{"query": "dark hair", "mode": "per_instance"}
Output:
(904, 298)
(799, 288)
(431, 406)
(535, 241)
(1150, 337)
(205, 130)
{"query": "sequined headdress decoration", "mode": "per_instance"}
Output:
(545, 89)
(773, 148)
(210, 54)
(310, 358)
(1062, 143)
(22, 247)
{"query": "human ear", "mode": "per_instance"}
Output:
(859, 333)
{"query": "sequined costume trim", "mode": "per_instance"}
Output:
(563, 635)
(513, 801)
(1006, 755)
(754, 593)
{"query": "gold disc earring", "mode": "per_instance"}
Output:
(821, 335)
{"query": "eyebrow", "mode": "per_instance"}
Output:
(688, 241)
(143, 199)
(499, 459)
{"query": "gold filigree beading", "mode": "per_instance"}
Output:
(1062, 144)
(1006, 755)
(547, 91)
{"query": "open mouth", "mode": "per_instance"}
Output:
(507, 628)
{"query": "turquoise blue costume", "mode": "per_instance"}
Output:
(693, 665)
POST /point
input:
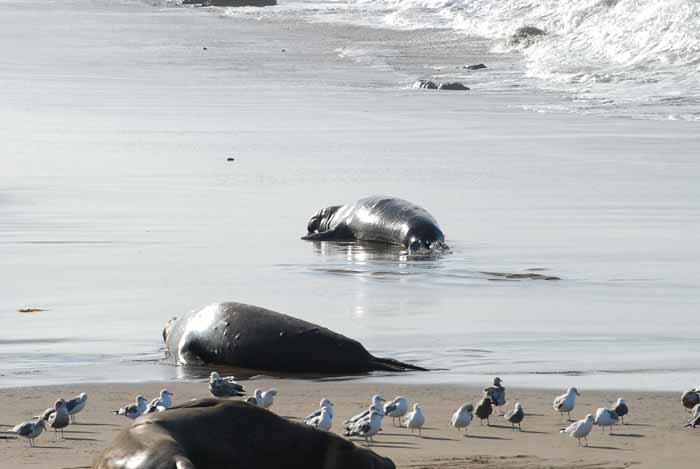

◇ ◇ ◇ ◇

- **Exercise aim**
Search the entries for the string "query" and collect each line that has it.

- **Answer for the task**
{"query": "dark hair", "mode": "per_instance"}
{"query": "sequined headdress decoration", "mode": "per_instance"}
{"query": "human ear", "mode": "per_instance"}
{"query": "sequined costume trim", "mode": "per_instance"}
{"query": "gold disc earring", "mode": "per_instance"}
{"query": "eyebrow", "mode": "per_instance"}
{"query": "gold filigree beading", "mode": "per_instance"}
{"query": "open mouth", "mode": "per_instance"}
{"query": "turquoise blue costume", "mode": "per_instance"}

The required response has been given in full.